Stored items:
● ● ●
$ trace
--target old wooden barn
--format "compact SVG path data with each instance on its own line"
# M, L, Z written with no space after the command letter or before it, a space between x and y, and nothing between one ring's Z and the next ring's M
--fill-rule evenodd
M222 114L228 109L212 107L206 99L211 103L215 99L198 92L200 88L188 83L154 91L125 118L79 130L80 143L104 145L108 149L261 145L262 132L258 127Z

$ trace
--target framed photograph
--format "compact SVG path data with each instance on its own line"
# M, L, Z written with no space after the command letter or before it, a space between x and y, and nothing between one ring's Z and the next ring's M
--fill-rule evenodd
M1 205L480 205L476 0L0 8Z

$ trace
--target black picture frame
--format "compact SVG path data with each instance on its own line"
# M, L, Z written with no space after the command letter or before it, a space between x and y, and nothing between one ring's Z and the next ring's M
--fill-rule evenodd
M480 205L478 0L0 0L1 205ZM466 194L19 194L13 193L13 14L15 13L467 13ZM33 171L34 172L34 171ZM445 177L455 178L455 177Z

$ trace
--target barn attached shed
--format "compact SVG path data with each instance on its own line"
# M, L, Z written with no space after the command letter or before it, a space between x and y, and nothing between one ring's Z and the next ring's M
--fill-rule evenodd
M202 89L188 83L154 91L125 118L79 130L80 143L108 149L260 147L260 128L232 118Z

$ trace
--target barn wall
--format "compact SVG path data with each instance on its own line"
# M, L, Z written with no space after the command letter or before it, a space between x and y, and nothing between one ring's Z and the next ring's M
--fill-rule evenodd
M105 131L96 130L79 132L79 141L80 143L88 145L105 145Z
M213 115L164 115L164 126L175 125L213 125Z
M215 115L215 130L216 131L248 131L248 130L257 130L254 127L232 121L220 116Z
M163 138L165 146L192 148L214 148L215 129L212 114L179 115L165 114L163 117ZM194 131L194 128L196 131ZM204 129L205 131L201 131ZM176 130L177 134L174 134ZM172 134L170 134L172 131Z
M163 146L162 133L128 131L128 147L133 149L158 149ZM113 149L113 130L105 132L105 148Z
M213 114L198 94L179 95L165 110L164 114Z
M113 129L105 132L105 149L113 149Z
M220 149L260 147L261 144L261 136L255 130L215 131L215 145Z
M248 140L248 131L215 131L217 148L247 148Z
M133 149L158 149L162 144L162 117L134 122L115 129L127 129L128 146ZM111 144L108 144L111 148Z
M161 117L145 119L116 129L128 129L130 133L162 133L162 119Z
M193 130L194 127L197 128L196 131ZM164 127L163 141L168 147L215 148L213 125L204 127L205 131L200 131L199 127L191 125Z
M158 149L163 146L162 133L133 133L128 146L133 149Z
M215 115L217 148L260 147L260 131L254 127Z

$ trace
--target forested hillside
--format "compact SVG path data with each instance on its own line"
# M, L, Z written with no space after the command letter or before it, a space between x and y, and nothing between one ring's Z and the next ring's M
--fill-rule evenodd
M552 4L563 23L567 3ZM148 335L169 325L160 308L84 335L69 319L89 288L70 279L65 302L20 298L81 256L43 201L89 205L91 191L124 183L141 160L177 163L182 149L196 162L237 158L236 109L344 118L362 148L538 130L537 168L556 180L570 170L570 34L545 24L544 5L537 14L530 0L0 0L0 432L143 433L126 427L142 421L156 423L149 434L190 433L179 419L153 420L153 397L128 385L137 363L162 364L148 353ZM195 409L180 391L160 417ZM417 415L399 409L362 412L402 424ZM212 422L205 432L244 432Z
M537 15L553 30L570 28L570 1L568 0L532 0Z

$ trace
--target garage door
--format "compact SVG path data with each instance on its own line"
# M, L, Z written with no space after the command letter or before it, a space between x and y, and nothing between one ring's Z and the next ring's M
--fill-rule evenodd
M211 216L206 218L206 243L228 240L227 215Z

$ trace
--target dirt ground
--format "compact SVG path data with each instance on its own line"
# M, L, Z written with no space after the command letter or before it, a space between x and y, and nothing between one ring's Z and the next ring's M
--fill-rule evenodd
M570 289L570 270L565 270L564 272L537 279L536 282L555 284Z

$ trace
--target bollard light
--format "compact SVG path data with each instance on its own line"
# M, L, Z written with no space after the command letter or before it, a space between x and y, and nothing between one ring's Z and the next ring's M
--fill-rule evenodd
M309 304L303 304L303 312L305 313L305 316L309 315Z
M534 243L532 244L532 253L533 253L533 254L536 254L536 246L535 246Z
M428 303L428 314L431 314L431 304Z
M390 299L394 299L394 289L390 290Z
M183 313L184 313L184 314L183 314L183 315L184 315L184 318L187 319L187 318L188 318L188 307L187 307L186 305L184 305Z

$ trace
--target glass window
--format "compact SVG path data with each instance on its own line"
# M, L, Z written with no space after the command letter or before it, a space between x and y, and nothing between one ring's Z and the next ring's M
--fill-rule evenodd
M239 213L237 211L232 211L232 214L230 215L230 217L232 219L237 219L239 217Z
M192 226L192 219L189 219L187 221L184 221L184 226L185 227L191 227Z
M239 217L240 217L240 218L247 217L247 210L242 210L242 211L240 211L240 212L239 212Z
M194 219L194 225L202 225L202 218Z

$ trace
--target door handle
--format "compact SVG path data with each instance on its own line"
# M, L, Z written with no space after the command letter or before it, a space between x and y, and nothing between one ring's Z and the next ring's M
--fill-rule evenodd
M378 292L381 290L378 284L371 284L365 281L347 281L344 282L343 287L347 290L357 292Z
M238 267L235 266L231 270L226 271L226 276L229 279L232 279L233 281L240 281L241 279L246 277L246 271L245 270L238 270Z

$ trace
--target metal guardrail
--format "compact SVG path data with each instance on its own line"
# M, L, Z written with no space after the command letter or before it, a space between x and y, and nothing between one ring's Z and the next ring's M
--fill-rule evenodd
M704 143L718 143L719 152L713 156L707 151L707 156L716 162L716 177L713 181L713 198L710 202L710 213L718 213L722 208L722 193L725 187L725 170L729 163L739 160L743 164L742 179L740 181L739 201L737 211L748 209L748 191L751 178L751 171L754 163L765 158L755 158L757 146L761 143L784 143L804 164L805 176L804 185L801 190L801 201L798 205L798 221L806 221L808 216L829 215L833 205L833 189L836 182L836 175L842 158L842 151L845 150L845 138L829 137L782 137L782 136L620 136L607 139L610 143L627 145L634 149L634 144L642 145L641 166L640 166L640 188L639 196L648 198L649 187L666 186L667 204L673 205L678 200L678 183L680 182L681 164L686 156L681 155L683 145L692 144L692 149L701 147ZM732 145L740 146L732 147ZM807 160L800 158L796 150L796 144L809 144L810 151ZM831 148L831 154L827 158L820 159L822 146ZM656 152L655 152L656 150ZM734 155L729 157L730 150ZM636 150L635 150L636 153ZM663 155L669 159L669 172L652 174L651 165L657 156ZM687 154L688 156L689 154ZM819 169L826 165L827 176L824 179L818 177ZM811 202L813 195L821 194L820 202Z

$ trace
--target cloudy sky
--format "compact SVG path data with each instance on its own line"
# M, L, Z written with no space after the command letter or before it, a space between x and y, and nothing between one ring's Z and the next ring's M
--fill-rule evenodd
● ● ●
Return all of the data exactly as it reads.

$ trace
--target old wooden barn
--format "compact SVG path data with each instance on its own line"
# M, L, Z written with no space after the command letter or before it, a space between x and y, and nothing between one ring's Z and the next ring's M
--fill-rule evenodd
M222 114L228 109L212 107L206 99L211 103L215 99L198 92L200 88L188 83L154 91L125 118L79 130L80 143L104 145L108 149L261 145L262 132L258 127Z

$ trace
--target framed photograph
--format "compact SVG path data with each instance on its own line"
# M, L, Z written with no space after the command letter or before it, a space between x and y, and nothing between one ring's Z and the next ring's M
--fill-rule evenodd
M1 205L480 205L476 0L0 8Z

$ trace
--target black picture frame
--format "compact SVG path data with each instance on its own line"
# M, L, Z written with no space after the command letter or before it, a space between x and y, and nothing between one ring's Z and the next ring's M
--fill-rule evenodd
M480 205L478 0L0 0L1 205ZM466 194L19 194L13 193L13 14L15 13L467 13ZM33 171L34 172L34 171ZM445 177L455 178L455 177Z

$ trace
--target barn attached shed
--format "compact SVG path data with each instance on its own line"
# M, L, Z written with no space after the command letter or before it, a space between x and y, and nothing between one ring's Z and the next ring's M
--fill-rule evenodd
M202 89L188 83L154 91L125 118L79 130L80 143L108 149L260 147L260 128L232 118Z

$ trace
--target barn wall
--format "compact SVG path data with each instance on its own line"
# M, L, Z written with no space after the command letter or before it, a space between x and y, and nothing between one ring's Z and the next ring's M
--fill-rule evenodd
M105 131L96 130L79 132L79 141L80 143L88 145L105 145Z
M213 115L164 115L164 126L175 125L213 125Z
M215 115L215 130L216 131L248 131L248 130L257 130L254 127L232 121L220 116Z
M163 138L165 146L192 148L214 148L215 129L212 114L179 115L165 114L163 117ZM194 131L194 128L196 131ZM204 129L205 131L201 131ZM176 130L177 134L174 134ZM172 134L170 134L172 131Z
M163 146L162 133L128 131L128 147L133 149L158 149ZM113 149L113 130L105 132L105 148Z
M213 114L198 94L179 95L165 110L164 114Z
M113 129L105 132L105 149L113 149Z
M220 149L260 147L261 144L261 136L255 130L215 131L215 145Z
M248 140L248 131L215 131L217 148L247 148Z
M133 149L158 149L162 144L162 117L134 122L115 129L127 129L128 146ZM111 144L108 144L111 148Z
M161 117L145 119L116 129L128 129L130 133L162 133L162 119Z
M193 130L194 127L197 128L196 131ZM164 127L163 141L168 147L215 148L213 125L204 127L205 131L200 131L199 127L191 125Z
M158 149L163 146L162 133L133 133L128 146L133 149Z
M215 115L217 148L260 147L260 131L254 127Z

$ trace
--target forested hillside
--format "compact SVG path data with each instance on its own line"
# M, L, Z written with no space after the command letter or before it, a space between x and y, and nothing between one ring's Z and the next ring's M
--fill-rule evenodd
M552 4L563 23L567 3ZM148 335L169 325L160 308L84 335L69 319L89 288L70 279L65 302L20 298L81 256L43 201L89 205L91 191L124 183L141 160L177 163L182 149L196 162L237 158L236 109L344 118L362 148L538 130L537 168L556 180L570 170L570 34L545 24L544 5L537 14L530 0L0 0L0 432L143 433L126 427L142 421L156 423L149 434L190 433L179 419L153 420L153 397L128 385L137 363L162 364L148 353ZM195 409L180 391L160 417ZM417 415L399 409L362 412L402 424ZM212 422L205 432L244 432Z
M537 15L553 30L570 28L570 1L568 0L532 0Z

$ trace
--target garage door
--format "compact SVG path data with each instance on its own line"
# M, L, Z written with no space after the command letter or before it, a space between x and y, and nothing between one ring's Z and the next ring's M
--fill-rule evenodd
M211 216L206 218L206 243L228 240L227 215Z

$ trace
--target dirt ground
--format "compact SVG path data with each instance on its own line"
# M, L, Z written with no space after the command letter or before it, a space between x and y, and nothing between one ring's Z and the next ring's M
--fill-rule evenodd
M570 289L570 270L565 270L564 272L537 279L536 282L555 284Z

$ trace
--target bollard light
--format "compact SVG path data with each instance on its own line"
# M, L, Z written with no space after the command letter or before it, a space between x and y, and nothing between one ring's Z and the next ring's M
--fill-rule evenodd
M309 304L303 304L303 312L305 313L305 316L309 315Z
M534 243L532 244L532 253L533 253L533 254L536 254L536 246L535 246Z
M428 303L428 314L431 314L431 304Z
M390 299L394 299L394 289L390 290Z
M183 313L184 313L184 314L183 314L183 315L184 315L184 318L187 319L187 318L188 318L188 307L187 307L186 305L184 305Z

$ trace
--target glass window
--format "compact SVG path data with each instance on its own line"
# M, L, Z written with no space after the command letter or before it, a space between x and y, and nothing between one ring's Z and the next ring's M
--fill-rule evenodd
M239 213L237 211L232 211L232 214L230 215L230 217L232 219L237 219L239 217Z
M192 226L192 219L189 219L187 221L184 221L184 226L185 227L191 227Z
M239 217L240 217L240 218L247 217L247 210L242 210L242 211L240 211L240 212L239 212Z
M194 219L194 225L202 225L202 218Z

$ trace
--target door handle
--format "compact SVG path data with each instance on its own line"
# M, L, Z written with no space after the command letter or before it, a space between x and y, and nothing between one ring's Z and the next ring's M
--fill-rule evenodd
M378 292L381 290L378 284L371 284L365 281L347 281L344 282L343 287L347 290L357 292Z
M238 267L235 266L231 270L226 271L226 276L229 279L232 279L233 281L240 281L241 279L246 277L246 271L245 270L238 270Z

$ trace
--target metal guardrail
--format "compact SVG path data with each instance on its own line"
# M, L, Z written with no space after the command letter or before it, a space between x and y, and nothing between one ring's Z and the next ring's M
--fill-rule evenodd
M704 143L718 143L719 152L713 156L707 151L707 156L716 162L716 177L713 181L713 198L710 202L710 213L718 213L722 208L722 193L725 187L725 170L729 163L739 160L743 164L742 179L740 181L739 201L737 211L748 209L748 191L751 178L751 171L754 163L765 158L755 158L757 146L761 143L784 143L804 164L805 176L804 185L801 190L801 201L798 205L798 221L806 221L808 216L829 215L833 205L833 189L836 182L836 175L842 158L842 151L845 150L845 138L829 137L782 137L782 136L620 136L607 139L610 143L627 145L634 149L634 144L642 145L641 166L640 166L640 188L639 196L648 198L649 187L666 186L667 204L673 205L678 200L678 183L680 182L681 164L686 156L681 155L683 145L692 144L692 149L701 147ZM732 145L740 146L732 147ZM807 160L800 158L796 150L796 144L809 144L810 151ZM831 148L831 154L827 158L820 159L822 146ZM656 152L655 152L656 150ZM734 155L729 157L730 150ZM636 150L635 150L636 153ZM663 155L669 159L669 172L652 174L651 165L657 156ZM687 154L688 156L689 154ZM819 169L826 165L827 176L824 179L818 177ZM811 202L813 195L821 194L820 202Z

$ trace
--target cloudy sky
--format "compact SVG path data with each instance on its own line"
# M, L, Z written with no space after the command letter or before it, a space between x and y, and nothing between one ring's Z and the next ring's M
--fill-rule evenodd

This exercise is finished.